Below are entries. Copy exactly the lines running from the line that holds "Query: green hard hat" to the line that holds "Each instance of the front", with both ends included.
*** Opening Given records ***
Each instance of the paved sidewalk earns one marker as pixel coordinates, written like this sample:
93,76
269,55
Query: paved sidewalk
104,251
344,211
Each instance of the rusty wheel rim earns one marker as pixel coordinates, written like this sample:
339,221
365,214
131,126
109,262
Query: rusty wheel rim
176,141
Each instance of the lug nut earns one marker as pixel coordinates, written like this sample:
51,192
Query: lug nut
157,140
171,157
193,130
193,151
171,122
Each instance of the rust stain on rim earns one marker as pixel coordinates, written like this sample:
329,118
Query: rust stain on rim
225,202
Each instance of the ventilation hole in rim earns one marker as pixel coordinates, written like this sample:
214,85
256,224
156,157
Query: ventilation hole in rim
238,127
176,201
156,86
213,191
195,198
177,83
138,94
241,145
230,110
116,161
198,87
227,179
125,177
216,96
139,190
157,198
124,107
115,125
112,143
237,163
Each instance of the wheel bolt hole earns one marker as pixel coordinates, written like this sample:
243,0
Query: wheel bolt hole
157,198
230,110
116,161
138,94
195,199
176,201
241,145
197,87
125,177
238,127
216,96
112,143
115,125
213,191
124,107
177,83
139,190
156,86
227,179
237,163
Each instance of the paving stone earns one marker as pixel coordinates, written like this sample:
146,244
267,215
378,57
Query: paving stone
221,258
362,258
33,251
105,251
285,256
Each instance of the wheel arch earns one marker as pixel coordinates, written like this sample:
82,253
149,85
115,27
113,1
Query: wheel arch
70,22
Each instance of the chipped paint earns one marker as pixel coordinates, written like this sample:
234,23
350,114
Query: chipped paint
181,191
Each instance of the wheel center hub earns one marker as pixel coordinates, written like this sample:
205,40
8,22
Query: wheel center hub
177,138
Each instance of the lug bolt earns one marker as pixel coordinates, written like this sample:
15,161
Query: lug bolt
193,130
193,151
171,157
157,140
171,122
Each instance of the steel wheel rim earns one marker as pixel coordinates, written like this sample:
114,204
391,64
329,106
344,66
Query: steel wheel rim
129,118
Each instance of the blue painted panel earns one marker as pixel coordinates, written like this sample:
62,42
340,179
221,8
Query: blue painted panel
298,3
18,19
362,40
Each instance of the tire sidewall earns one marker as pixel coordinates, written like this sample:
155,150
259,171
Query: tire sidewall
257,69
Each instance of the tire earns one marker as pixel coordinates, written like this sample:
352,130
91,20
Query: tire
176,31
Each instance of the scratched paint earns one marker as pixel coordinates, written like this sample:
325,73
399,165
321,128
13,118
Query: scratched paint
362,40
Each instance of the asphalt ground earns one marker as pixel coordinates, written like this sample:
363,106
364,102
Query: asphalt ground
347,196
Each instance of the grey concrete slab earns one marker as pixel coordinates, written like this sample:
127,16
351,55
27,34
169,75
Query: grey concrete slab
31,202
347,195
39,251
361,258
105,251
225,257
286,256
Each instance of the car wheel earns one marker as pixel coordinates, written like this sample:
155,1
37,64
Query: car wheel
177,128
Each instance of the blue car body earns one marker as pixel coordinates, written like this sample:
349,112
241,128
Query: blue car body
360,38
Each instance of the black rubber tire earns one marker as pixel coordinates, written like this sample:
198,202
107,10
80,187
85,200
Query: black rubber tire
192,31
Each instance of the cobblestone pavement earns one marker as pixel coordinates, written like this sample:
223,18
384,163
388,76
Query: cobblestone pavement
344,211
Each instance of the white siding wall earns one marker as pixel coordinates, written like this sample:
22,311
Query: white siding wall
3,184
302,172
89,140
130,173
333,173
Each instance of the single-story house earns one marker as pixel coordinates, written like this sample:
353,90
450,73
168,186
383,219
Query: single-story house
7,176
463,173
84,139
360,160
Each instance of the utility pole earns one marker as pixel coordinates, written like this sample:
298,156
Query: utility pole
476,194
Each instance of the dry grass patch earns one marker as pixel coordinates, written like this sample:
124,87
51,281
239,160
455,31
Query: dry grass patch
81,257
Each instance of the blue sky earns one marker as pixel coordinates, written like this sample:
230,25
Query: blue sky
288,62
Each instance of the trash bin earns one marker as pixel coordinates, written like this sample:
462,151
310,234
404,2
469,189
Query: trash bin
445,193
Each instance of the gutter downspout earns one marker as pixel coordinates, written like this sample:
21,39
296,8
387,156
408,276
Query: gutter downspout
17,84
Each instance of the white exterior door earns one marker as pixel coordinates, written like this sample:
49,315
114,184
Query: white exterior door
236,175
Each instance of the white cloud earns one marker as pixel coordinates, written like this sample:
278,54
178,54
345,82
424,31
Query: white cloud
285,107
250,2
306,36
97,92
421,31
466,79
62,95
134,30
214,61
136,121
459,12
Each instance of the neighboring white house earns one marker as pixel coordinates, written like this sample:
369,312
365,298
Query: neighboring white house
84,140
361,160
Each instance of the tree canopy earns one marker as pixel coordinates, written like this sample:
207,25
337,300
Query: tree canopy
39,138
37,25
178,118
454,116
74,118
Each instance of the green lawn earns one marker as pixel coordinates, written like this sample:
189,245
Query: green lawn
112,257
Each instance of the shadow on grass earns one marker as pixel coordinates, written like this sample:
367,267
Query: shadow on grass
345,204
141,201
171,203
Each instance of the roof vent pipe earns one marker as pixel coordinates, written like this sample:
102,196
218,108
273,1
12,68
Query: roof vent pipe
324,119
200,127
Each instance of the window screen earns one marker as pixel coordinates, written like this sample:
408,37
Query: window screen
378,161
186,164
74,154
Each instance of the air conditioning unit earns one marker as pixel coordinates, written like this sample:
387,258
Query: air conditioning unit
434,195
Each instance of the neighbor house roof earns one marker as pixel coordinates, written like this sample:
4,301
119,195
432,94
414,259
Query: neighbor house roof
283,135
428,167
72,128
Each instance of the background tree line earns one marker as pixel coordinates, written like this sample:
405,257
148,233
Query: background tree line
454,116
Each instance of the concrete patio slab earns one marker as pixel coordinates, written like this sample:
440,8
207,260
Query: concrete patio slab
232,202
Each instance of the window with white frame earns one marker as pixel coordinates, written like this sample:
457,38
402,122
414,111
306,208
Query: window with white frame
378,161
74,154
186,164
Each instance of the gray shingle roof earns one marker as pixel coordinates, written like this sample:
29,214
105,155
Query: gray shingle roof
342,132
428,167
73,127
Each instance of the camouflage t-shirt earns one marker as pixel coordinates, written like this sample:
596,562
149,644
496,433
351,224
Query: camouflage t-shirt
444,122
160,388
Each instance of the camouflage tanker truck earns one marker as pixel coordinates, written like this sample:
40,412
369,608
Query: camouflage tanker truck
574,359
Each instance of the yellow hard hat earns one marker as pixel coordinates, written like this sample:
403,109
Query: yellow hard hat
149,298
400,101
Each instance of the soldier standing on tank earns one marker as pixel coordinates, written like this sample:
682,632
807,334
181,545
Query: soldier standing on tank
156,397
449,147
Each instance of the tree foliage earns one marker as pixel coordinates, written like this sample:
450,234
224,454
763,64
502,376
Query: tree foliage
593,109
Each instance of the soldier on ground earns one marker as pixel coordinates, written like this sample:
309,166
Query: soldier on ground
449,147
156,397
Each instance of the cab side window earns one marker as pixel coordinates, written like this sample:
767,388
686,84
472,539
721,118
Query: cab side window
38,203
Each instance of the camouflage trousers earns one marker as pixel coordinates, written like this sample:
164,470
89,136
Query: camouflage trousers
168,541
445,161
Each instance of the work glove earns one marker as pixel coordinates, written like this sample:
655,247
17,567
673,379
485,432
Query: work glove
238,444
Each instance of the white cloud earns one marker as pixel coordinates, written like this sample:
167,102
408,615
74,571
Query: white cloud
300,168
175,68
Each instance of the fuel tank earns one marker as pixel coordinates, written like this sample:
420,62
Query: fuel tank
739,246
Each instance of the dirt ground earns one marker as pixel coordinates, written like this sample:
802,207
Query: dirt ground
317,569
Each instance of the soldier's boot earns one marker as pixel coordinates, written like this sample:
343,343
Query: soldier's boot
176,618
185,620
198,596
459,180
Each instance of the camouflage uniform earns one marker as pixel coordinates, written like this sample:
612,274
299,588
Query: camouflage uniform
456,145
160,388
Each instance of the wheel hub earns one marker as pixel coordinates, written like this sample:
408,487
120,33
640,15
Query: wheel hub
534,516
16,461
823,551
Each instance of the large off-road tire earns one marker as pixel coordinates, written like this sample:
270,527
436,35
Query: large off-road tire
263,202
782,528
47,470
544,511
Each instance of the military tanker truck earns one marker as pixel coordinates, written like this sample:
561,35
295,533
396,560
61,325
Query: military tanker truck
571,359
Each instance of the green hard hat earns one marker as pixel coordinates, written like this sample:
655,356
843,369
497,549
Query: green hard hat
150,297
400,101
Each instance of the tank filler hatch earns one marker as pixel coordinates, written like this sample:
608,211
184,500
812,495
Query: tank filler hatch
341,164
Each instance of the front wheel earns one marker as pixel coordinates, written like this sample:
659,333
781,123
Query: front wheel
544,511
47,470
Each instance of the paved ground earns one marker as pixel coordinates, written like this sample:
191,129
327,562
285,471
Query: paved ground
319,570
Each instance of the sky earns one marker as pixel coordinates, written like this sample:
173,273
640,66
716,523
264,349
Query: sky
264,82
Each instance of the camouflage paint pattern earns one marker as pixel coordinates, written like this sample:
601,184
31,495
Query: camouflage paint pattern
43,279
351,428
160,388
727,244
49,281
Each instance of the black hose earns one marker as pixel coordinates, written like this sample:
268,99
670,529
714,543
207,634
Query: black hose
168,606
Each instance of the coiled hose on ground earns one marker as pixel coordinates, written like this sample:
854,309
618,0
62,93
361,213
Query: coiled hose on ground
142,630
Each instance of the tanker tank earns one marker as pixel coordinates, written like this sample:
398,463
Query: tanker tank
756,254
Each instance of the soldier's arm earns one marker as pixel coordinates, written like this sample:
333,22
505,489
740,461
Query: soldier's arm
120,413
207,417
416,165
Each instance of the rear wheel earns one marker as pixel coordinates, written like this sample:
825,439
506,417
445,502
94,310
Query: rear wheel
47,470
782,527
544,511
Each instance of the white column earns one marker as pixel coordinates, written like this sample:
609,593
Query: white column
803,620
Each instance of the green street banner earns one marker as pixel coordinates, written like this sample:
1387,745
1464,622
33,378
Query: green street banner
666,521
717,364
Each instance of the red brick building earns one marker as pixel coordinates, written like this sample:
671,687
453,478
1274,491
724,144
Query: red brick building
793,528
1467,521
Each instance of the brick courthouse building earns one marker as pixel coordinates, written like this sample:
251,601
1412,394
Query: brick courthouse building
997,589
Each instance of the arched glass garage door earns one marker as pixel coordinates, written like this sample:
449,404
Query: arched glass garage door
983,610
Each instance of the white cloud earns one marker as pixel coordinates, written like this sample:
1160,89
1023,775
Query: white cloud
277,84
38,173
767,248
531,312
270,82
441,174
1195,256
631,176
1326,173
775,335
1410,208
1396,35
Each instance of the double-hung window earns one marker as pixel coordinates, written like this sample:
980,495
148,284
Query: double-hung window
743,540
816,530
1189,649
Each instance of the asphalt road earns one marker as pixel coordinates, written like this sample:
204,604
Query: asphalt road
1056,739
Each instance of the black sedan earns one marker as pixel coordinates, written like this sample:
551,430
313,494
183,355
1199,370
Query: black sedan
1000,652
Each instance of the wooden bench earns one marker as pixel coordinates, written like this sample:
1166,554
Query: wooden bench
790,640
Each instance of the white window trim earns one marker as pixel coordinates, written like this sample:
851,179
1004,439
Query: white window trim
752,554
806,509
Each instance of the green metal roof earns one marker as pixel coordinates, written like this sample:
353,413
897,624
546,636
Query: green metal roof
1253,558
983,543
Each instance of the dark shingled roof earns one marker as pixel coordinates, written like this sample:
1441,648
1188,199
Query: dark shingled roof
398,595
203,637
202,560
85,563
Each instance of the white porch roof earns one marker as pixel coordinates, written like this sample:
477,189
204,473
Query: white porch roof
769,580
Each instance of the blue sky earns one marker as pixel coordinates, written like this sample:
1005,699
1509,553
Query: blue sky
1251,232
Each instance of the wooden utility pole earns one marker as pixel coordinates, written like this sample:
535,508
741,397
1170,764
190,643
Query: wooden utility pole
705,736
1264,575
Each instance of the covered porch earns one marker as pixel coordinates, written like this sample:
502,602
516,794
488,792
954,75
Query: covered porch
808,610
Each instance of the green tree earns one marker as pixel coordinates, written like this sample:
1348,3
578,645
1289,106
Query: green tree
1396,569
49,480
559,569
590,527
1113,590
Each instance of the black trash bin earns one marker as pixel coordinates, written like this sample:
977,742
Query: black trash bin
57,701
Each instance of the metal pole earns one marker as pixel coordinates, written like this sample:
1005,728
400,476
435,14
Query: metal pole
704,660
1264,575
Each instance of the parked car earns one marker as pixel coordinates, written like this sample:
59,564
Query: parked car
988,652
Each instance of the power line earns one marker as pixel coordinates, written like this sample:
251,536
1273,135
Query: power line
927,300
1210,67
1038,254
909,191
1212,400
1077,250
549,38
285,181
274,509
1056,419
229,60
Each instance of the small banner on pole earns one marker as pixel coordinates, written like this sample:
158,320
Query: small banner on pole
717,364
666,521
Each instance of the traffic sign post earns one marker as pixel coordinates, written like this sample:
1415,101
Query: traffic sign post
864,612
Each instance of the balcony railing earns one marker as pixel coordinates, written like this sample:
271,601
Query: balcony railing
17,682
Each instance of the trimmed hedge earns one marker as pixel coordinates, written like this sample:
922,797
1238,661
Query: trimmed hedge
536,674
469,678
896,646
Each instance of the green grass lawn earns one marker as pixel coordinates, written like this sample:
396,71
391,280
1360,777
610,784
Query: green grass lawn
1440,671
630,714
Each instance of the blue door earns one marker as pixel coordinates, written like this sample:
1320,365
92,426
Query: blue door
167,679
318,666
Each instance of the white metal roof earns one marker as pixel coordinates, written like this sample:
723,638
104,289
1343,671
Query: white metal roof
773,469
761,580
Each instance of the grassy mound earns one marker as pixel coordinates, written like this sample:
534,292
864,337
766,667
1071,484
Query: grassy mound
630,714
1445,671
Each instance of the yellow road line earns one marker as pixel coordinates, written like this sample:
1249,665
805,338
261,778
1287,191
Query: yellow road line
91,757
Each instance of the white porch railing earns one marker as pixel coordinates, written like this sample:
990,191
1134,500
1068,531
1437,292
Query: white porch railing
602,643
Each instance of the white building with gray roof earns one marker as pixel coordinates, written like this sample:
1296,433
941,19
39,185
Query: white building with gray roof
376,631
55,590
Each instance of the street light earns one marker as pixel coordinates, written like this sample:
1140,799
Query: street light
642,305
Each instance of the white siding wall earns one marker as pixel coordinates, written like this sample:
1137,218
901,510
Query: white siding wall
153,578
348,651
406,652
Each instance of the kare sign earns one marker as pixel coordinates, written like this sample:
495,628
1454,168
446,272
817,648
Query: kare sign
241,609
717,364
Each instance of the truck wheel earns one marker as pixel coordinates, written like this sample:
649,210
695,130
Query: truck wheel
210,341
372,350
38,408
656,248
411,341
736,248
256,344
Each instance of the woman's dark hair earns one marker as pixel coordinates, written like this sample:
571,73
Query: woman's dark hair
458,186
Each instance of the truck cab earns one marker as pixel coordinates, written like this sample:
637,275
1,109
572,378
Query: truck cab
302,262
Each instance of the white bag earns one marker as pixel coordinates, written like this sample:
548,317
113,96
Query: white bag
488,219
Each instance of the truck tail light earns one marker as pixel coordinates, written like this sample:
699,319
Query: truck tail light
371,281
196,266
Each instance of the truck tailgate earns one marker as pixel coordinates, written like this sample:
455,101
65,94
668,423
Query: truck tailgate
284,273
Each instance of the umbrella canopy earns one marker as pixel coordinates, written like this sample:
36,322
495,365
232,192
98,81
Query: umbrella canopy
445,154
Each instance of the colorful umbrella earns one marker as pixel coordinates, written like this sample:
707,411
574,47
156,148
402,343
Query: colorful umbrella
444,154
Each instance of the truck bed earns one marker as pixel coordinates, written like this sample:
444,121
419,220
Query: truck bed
*** Closing Given records ***
*Expected answer*:
Query: green hard hat
150,297
400,101
Each instance of the tank filler hatch earns one marker as pixel coordinates, written like this sample:
608,211
184,500
812,495
Query: tank filler hatch
341,164
Each instance of the front wheel earns one marker as pixel coordinates, written like this sample:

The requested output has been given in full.